• [Soal Latihan] Ketik ulang bagian kutipan tentang Pilkada Serentak 2020 tanpa perubahan apa pun, mulai dari "Pilkada Serentak 2020" hingga "digelar sesuai jadwal.".

• [Kutipan Halaman]
%%
Ilustrasi pemungutan suara atau pencoblosan (ANTARA FOTO/Muhammad Iqbal)
Pilkada Serentak 2020 tidak seperti pilkada sebelum-sebelumnya, karena berlangsung di tengah pandemik COVID-19. Maju mundur penyelenggaraan pesta demokrasi lima tahunan ini pun terjadi di tengah perjalanan tahapannya, karena situasi kesehatan yang tidak menentu.
Rencana penyelenggaraan pemungutan suara yang semula direncanakan berlangsung pada 23 September 2020, diundur menjadi 9 Desember 2020. Menjelang penetapan bakal pasangan calon pada 23 September, desakan penundaan pilkada kembali menguat dari berbagai elemen masyarakat, namun pemerintah, penyelenggara pemilu, dan DPR ngotot pilkada digelar sesuai jadwal.
%%
[Entri data tersimpan]
%%
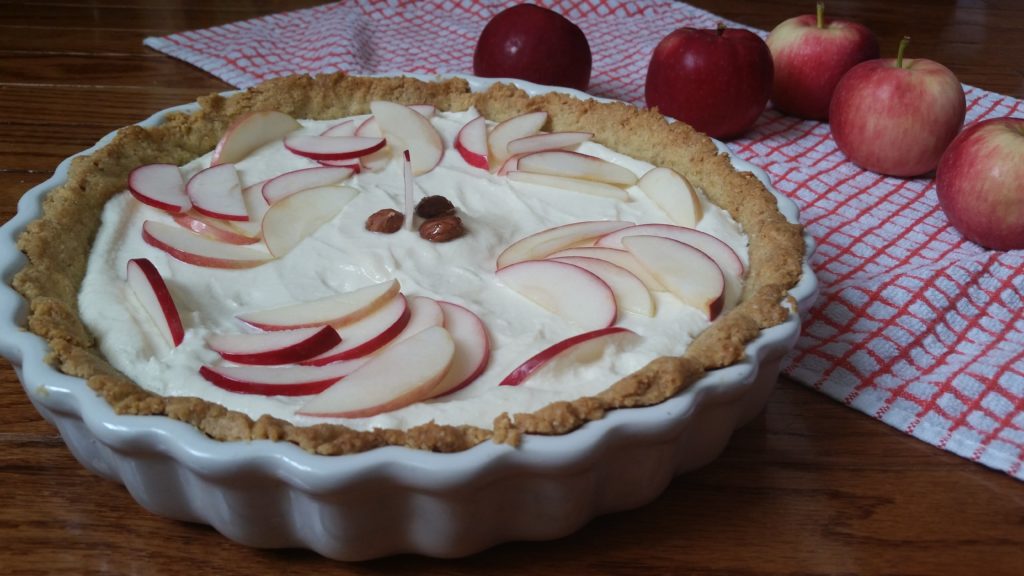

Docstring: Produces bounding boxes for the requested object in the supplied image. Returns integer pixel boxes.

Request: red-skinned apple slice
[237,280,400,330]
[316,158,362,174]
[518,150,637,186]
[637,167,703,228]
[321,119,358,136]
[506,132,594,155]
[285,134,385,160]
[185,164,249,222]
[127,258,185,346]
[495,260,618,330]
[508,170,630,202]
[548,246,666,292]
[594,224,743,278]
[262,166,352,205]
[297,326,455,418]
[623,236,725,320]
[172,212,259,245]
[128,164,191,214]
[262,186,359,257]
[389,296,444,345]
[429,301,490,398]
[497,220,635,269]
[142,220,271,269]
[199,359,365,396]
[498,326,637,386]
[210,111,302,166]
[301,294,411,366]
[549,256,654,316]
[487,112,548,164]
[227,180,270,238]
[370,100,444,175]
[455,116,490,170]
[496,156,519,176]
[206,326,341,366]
%%
• [Jawaban Soal]
Pilkada Serentak 2020 tidak seperti pilkada sebelum-sebelumnya, karena berlangsung di tengah pandemik COVID-19. Maju mundur penyelenggaraan pesta demokrasi lima tahunan ini pun terjadi di tengah perjalanan tahapannya, karena situasi kesehatan yang tidak menentu.
Rencana penyelenggaraan pemungutan suara yang semula direncanakan berlangsung pada 23 September 2020, diundur menjadi 9 Desember 2020. Menjelang penetapan bakal pasangan calon pada 23 September, desakan penundaan pilkada kembali menguat dari berbagai elemen masyarakat, namun pemerintah, penyelenggara pemilu, dan DPR ngotot pilkada digelar sesuai jadwal.